→ Input material
****
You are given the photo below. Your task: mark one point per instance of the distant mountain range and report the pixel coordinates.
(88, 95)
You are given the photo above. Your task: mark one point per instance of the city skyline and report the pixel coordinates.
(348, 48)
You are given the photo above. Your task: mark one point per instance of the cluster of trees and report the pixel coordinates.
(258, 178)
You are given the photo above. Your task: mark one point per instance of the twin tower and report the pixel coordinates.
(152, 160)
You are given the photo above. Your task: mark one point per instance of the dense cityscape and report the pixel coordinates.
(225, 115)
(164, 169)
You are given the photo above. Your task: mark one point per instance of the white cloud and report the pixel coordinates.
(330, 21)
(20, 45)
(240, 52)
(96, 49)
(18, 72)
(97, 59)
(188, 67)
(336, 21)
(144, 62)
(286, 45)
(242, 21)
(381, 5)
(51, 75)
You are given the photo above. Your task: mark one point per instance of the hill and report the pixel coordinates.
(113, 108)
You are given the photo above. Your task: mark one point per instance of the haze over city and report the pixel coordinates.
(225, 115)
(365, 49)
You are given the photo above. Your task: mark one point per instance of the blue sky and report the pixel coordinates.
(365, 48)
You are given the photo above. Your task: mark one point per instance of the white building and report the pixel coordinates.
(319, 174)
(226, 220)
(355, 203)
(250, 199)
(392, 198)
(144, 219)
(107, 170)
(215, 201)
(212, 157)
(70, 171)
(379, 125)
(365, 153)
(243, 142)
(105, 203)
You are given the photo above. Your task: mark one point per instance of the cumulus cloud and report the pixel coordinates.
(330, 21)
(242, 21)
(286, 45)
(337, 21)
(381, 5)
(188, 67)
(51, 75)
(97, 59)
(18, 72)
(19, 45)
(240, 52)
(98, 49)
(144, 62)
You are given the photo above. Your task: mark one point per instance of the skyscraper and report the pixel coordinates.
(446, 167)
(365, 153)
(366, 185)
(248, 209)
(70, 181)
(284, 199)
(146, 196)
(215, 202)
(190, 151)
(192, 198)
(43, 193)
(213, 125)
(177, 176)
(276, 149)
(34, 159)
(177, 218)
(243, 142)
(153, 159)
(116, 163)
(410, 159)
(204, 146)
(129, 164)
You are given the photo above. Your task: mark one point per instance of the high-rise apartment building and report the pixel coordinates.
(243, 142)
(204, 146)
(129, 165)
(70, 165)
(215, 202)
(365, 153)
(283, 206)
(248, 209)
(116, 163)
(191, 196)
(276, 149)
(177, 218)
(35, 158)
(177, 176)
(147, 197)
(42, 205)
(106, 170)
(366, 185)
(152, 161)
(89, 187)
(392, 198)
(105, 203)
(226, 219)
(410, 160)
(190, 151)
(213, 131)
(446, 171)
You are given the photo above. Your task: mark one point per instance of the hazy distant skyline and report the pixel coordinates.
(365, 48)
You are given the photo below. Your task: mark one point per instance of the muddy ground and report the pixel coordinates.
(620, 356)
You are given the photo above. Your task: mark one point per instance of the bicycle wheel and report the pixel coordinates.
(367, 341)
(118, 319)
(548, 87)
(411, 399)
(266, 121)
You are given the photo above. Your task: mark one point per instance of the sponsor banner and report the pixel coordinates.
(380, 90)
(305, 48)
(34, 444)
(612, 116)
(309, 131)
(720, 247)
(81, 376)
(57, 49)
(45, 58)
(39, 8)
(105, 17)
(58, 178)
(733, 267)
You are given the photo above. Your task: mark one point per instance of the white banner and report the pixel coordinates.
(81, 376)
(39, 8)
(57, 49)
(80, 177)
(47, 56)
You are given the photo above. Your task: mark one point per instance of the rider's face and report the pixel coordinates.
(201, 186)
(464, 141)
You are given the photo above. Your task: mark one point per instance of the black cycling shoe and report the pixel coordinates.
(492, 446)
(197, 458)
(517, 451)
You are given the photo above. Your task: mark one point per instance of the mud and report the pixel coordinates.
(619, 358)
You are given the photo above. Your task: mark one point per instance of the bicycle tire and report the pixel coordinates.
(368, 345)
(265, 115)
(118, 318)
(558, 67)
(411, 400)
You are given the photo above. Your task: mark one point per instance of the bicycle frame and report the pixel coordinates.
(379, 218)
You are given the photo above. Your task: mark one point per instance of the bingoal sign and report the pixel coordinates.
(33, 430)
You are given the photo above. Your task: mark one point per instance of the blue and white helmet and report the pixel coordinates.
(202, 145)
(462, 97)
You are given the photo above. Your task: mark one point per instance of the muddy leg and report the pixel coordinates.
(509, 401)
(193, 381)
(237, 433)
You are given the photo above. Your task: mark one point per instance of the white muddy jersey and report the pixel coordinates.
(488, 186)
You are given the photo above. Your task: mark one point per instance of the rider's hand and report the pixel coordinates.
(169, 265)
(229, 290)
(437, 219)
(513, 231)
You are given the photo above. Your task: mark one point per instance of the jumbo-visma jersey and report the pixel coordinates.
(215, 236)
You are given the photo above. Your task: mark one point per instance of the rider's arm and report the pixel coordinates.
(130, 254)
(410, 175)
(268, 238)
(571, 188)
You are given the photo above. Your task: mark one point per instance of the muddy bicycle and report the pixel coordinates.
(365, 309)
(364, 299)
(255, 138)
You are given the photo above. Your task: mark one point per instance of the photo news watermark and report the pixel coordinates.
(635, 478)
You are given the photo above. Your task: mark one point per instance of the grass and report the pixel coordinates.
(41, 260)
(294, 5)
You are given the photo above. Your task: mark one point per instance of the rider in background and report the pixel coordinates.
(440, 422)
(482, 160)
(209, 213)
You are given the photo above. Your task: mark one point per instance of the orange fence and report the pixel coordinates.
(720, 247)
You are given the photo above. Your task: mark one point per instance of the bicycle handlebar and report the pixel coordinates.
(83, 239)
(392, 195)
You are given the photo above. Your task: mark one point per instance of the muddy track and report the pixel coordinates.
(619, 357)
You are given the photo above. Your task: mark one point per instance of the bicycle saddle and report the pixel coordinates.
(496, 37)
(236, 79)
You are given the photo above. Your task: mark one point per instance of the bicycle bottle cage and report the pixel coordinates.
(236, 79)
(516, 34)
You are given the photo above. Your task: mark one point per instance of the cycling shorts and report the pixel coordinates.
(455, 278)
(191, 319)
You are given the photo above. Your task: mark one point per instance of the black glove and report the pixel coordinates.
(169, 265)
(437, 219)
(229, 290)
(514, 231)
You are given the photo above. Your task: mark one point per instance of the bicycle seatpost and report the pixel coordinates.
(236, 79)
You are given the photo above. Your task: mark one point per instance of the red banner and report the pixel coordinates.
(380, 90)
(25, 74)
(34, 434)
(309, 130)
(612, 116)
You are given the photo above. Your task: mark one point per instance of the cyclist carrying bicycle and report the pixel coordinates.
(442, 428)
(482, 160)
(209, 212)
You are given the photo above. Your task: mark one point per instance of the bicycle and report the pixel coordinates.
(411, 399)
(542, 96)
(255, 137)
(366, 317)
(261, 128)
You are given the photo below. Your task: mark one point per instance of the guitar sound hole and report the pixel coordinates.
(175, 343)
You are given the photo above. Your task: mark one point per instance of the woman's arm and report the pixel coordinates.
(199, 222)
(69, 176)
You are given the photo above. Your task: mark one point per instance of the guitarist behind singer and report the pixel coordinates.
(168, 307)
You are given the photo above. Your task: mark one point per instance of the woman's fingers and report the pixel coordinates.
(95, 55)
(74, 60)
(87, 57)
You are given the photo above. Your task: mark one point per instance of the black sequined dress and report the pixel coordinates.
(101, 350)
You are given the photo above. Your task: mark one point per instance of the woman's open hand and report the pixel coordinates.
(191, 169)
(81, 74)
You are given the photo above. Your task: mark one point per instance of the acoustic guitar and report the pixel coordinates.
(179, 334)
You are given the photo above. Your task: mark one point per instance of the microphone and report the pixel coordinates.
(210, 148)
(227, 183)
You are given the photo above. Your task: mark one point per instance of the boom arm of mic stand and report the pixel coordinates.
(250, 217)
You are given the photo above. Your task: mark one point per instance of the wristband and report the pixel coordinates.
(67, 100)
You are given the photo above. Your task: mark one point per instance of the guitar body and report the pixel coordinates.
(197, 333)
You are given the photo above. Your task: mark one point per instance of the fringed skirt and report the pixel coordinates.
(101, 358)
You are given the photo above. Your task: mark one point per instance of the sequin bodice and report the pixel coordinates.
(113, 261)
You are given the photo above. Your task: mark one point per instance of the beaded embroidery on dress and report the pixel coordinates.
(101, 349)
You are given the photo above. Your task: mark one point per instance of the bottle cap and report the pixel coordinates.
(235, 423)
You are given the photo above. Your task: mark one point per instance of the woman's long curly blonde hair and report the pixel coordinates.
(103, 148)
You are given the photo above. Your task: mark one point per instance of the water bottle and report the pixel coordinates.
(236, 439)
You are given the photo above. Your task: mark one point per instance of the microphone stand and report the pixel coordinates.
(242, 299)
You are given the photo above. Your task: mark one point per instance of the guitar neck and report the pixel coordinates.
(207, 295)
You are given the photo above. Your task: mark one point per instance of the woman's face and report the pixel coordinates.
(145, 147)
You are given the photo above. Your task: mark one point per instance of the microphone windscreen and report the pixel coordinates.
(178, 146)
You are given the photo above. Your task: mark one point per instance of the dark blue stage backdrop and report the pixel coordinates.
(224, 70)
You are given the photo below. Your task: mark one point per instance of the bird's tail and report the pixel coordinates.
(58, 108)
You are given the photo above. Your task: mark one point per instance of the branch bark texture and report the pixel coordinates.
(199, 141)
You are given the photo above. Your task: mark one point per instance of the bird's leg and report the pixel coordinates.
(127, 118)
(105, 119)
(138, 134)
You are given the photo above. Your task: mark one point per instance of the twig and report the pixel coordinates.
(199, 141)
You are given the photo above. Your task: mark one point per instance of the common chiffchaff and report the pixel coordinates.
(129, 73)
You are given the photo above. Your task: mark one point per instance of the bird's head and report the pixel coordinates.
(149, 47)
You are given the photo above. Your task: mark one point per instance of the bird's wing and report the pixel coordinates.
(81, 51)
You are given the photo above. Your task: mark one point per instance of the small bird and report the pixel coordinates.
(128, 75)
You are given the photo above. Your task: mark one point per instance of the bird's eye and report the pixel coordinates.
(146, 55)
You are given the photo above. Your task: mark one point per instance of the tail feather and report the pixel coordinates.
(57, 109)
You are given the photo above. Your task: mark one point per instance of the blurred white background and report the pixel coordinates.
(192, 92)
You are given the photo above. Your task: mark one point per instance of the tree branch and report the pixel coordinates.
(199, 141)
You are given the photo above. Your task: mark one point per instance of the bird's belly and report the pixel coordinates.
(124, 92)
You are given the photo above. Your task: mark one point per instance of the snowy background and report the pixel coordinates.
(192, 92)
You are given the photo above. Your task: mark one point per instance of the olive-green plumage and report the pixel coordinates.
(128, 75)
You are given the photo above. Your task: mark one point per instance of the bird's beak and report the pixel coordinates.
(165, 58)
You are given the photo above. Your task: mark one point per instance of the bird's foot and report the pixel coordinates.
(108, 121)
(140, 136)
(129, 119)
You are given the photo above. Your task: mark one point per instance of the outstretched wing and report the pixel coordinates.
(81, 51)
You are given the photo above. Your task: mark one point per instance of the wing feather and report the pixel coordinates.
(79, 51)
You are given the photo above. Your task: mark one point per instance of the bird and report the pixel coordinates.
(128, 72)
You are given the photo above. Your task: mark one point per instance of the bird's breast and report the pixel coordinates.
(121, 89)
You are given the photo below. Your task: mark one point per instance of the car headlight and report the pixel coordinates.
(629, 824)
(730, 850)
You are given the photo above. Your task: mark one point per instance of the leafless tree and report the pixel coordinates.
****
Copy out the lines starting at the one containing "wing feather and report the pixel coordinates." and ending with the last line of the entries. Include nothing else.

→ Worked answer
You are given the photo above. Your task: mark one point per instance of the wing feather and report the pixel coordinates.
(79, 51)
You are given the photo above. Your task: mark one point per instance of the bird and report the pixel coordinates.
(128, 72)
You are given the photo above. Your task: mark one point per instance of the bird's breast and report the pixel coordinates.
(121, 89)
You are given the photo below. Your task: mark one point per instance of the car headlight and report the pixel coordinates.
(629, 824)
(730, 850)
You are given the photo above. Your task: mark one point per instance of the leafless tree and report the pixel coordinates.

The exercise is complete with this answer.